YOUR OBJECTIVE:
Print out the records below with nothing altered.

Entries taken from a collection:
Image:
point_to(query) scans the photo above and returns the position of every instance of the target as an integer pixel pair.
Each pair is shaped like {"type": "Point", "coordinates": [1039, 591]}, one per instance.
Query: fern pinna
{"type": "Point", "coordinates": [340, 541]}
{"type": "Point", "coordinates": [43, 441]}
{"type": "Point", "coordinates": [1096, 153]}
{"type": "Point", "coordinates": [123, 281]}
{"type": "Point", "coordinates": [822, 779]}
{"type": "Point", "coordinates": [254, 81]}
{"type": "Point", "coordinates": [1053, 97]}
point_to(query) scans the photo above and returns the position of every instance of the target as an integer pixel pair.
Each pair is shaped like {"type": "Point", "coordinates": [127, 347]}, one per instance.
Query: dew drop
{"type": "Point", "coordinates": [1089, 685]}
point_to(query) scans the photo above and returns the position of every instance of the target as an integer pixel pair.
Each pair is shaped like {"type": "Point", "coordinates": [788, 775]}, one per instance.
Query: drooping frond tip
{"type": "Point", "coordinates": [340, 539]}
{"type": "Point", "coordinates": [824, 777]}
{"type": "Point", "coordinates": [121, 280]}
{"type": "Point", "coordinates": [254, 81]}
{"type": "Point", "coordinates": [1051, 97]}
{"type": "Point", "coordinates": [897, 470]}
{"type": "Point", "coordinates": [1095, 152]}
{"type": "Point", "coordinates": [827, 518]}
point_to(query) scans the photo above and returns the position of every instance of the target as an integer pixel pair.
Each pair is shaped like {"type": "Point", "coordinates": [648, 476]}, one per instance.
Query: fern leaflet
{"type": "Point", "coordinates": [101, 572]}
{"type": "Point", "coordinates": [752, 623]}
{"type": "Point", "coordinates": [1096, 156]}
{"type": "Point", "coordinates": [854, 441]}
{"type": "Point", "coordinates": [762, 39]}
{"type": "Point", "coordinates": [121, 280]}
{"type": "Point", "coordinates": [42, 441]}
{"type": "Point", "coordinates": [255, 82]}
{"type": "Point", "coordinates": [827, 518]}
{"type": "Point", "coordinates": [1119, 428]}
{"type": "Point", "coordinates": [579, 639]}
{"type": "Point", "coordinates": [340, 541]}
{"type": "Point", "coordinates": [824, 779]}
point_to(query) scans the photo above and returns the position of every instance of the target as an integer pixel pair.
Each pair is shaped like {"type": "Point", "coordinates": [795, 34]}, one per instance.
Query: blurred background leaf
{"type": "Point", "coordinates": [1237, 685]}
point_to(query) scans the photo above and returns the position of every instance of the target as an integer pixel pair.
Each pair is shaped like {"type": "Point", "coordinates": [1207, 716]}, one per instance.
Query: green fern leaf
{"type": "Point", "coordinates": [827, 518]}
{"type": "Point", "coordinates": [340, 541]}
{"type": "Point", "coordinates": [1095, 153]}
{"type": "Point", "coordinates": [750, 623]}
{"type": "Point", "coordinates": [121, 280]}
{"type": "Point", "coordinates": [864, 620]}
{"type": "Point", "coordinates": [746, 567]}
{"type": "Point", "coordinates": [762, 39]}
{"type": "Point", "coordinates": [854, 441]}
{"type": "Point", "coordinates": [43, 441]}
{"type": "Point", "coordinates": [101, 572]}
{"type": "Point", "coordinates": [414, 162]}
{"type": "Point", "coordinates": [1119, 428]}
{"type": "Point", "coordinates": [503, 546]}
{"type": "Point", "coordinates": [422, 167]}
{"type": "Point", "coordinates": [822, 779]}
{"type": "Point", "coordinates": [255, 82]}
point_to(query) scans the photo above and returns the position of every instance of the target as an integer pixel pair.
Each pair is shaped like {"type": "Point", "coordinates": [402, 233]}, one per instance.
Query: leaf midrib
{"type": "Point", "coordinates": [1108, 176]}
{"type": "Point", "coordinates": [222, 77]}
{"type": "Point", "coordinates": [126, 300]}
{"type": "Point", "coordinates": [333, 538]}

EXERCISE OUTPUT:
Image:
point_to(query) scans the photo above and returns the position of every instance of the target as an integer pixel pair.
Each pair is shaped like {"type": "Point", "coordinates": [1039, 591]}, one per instance.
Query: fern pinna
{"type": "Point", "coordinates": [340, 541]}
{"type": "Point", "coordinates": [43, 441]}
{"type": "Point", "coordinates": [1096, 153]}
{"type": "Point", "coordinates": [123, 281]}
{"type": "Point", "coordinates": [822, 779]}
{"type": "Point", "coordinates": [254, 81]}
{"type": "Point", "coordinates": [1053, 97]}
point_to(query) scans the photo above and returns the position of every instance of the target as an integer pixel pair.
Each pair is shaped like {"type": "Point", "coordinates": [127, 347]}, one per instance.
Query: dew drop
{"type": "Point", "coordinates": [1089, 685]}
point_to(query) scans the photo above and returns the position of every instance of the target as an integer pixel pair.
Each pair is shaped like {"type": "Point", "coordinates": [788, 775]}, one per instance.
Query: drooping frond tip
{"type": "Point", "coordinates": [340, 539]}
{"type": "Point", "coordinates": [824, 777]}
{"type": "Point", "coordinates": [121, 280]}
{"type": "Point", "coordinates": [254, 81]}
{"type": "Point", "coordinates": [1051, 97]}
{"type": "Point", "coordinates": [897, 470]}
{"type": "Point", "coordinates": [1095, 152]}
{"type": "Point", "coordinates": [827, 518]}
point_to(query) scans the photo above and returns the position of every instance of the target as an integer pixel pair.
Each pair is shaped like {"type": "Point", "coordinates": [648, 476]}, one per instance.
Query: fern leaflet
{"type": "Point", "coordinates": [101, 572]}
{"type": "Point", "coordinates": [752, 623]}
{"type": "Point", "coordinates": [1096, 156]}
{"type": "Point", "coordinates": [854, 441]}
{"type": "Point", "coordinates": [762, 39]}
{"type": "Point", "coordinates": [121, 280]}
{"type": "Point", "coordinates": [42, 441]}
{"type": "Point", "coordinates": [255, 82]}
{"type": "Point", "coordinates": [827, 518]}
{"type": "Point", "coordinates": [1119, 428]}
{"type": "Point", "coordinates": [579, 639]}
{"type": "Point", "coordinates": [340, 541]}
{"type": "Point", "coordinates": [824, 779]}
point_to(query) scans the photo above and returns the position of every instance of the target as an integer pixel pair.
Each pair is shaped like {"type": "Point", "coordinates": [795, 34]}, one per instance.
Query: blurred background leaf
{"type": "Point", "coordinates": [1237, 685]}
point_to(query) scans the photo above and returns the position of every instance of the target as an integer pixel pair.
Each pair is shaped like {"type": "Point", "coordinates": [1207, 716]}, one per instance.
Query: green fern leaf
{"type": "Point", "coordinates": [827, 518]}
{"type": "Point", "coordinates": [340, 541]}
{"type": "Point", "coordinates": [1095, 153]}
{"type": "Point", "coordinates": [750, 623]}
{"type": "Point", "coordinates": [121, 280]}
{"type": "Point", "coordinates": [864, 620]}
{"type": "Point", "coordinates": [746, 567]}
{"type": "Point", "coordinates": [762, 39]}
{"type": "Point", "coordinates": [854, 441]}
{"type": "Point", "coordinates": [43, 441]}
{"type": "Point", "coordinates": [101, 572]}
{"type": "Point", "coordinates": [414, 162]}
{"type": "Point", "coordinates": [1119, 428]}
{"type": "Point", "coordinates": [503, 546]}
{"type": "Point", "coordinates": [422, 167]}
{"type": "Point", "coordinates": [822, 779]}
{"type": "Point", "coordinates": [255, 82]}
point_to(query) scans the photo above and returns the position of every instance of the target as an integer pixel pair.
Each pair is shaped like {"type": "Point", "coordinates": [402, 233]}, one per instance.
Query: leaf midrib
{"type": "Point", "coordinates": [1108, 176]}
{"type": "Point", "coordinates": [222, 77]}
{"type": "Point", "coordinates": [126, 300]}
{"type": "Point", "coordinates": [333, 538]}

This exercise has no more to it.